[MATERIAL SHOWN start]

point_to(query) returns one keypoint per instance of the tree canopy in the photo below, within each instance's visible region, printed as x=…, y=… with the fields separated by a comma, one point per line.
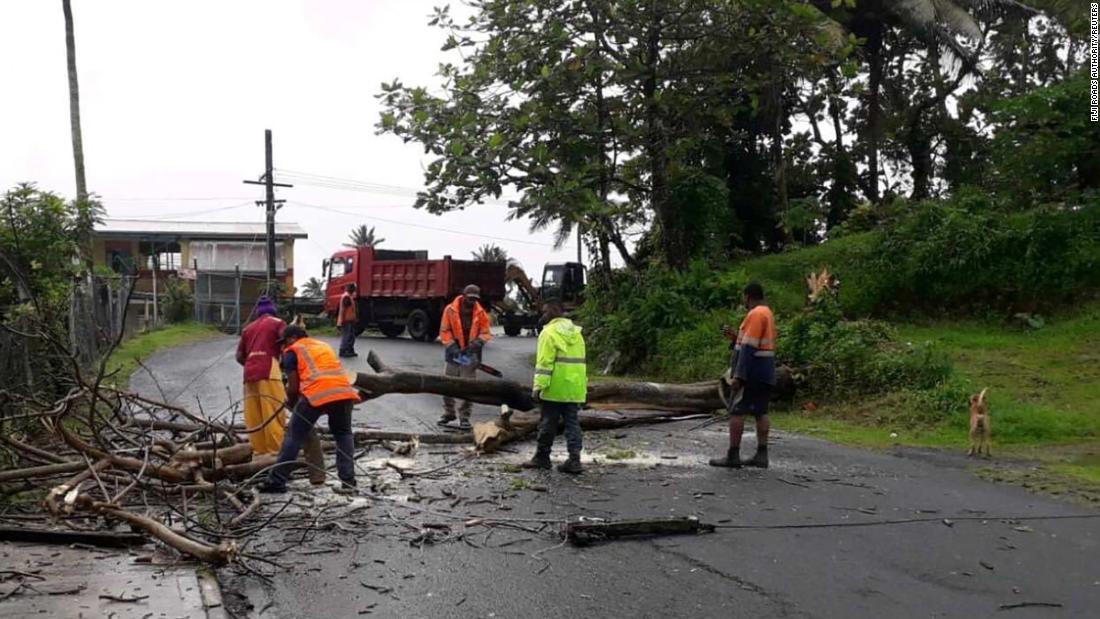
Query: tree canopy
x=673, y=130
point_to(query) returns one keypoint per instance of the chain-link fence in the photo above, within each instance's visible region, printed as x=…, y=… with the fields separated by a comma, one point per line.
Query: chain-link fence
x=98, y=314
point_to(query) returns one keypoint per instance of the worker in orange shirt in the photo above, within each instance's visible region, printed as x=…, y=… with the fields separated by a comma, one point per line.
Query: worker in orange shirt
x=318, y=385
x=348, y=321
x=752, y=377
x=464, y=330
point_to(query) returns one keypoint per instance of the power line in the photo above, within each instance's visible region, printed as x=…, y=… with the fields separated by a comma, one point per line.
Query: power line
x=164, y=217
x=180, y=199
x=340, y=184
x=435, y=229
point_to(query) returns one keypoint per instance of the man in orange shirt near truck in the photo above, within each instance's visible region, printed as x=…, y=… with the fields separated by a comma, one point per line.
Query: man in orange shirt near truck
x=752, y=378
x=463, y=331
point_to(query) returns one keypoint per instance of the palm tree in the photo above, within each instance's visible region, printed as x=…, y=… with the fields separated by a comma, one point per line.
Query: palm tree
x=314, y=288
x=491, y=252
x=363, y=236
x=81, y=188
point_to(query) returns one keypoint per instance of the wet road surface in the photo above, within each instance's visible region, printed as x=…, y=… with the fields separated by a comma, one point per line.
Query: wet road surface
x=827, y=531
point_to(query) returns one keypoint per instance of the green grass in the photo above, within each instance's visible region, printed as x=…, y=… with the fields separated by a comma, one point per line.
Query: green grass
x=783, y=275
x=123, y=362
x=1044, y=393
x=1044, y=385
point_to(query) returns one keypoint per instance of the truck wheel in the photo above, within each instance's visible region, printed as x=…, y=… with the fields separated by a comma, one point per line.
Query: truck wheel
x=391, y=330
x=419, y=325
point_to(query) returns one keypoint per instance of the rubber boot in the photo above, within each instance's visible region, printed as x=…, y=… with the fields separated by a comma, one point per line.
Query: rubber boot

[MATERIAL SHOWN end]

## DIRECTIVE
Add 34 to each x and y keypoint coordinate in the answers, then write out every line from the one holding "point_to(query) returns one keypoint per instance of the man" through the end of the records, inclusive, with the requests left in.

## RESULT FOR THIS EXERCISE
point_to(query) returns one keypoint per instance of the man in orange shirt near truck in the photo above, within each instance's visible region, printed as x=…, y=… with the fields separated by a comma, one point per line.
Query: man in orange shirt near truck
x=786, y=412
x=497, y=365
point_to(query) returns one keypoint per instance of the palm tree in the photo above, within each instance's visible region, printed as x=…, y=… with the fields separated by a comma, one point per line.
Query: palm tree
x=348, y=322
x=525, y=286
x=397, y=270
x=115, y=222
point_to(query) returns one keypoint per instance of the wet road surface in the photo above, within each instance's visible region, printed as x=…, y=… with the fields separated by a comma, one point per line.
Query: wet road surface
x=861, y=565
point_to(query) returns one keypoint per instance of the green grass in the photo above, within each instance's visible region, printed as x=…, y=… with the fields separated by a comma, one point per line.
Query: green grass
x=817, y=309
x=157, y=396
x=1078, y=427
x=1078, y=419
point_to(query) returns one keypoint per instance of the truck wheel in the photo above, within each instance's visible region, printed as x=…, y=… with the fields separated by a comma, one point per line.
Query: truck wheel
x=425, y=364
x=453, y=359
point_to(query) returns one keypoint per instance of the rubber boot in the photo above, within each instance's visible region, printed as x=…, y=… with the fields separated by a comma, one point per line.
Query: rubber boot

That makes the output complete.